+++ DATA FOR THIS EXERCISE +++

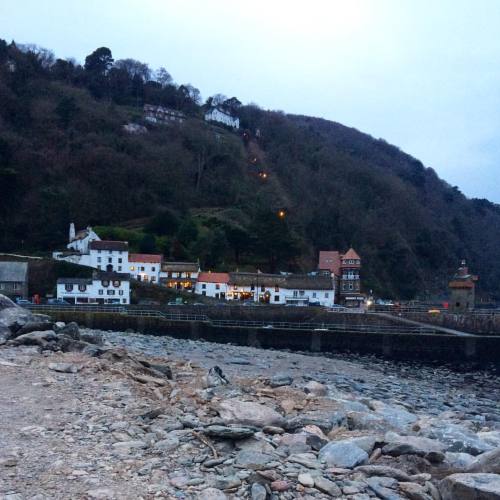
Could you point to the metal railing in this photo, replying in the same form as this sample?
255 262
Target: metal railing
228 323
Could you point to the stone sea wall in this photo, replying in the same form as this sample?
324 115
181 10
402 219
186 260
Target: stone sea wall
435 347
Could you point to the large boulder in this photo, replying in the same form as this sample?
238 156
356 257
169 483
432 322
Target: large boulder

+++

▸ WHAT IS REQUIRED
Report every line containing the word "boulder" from the listing above.

▸ OUTPUT
Could you point to the large boulder in this photo, replying in the same form as this sample?
Target: large boulder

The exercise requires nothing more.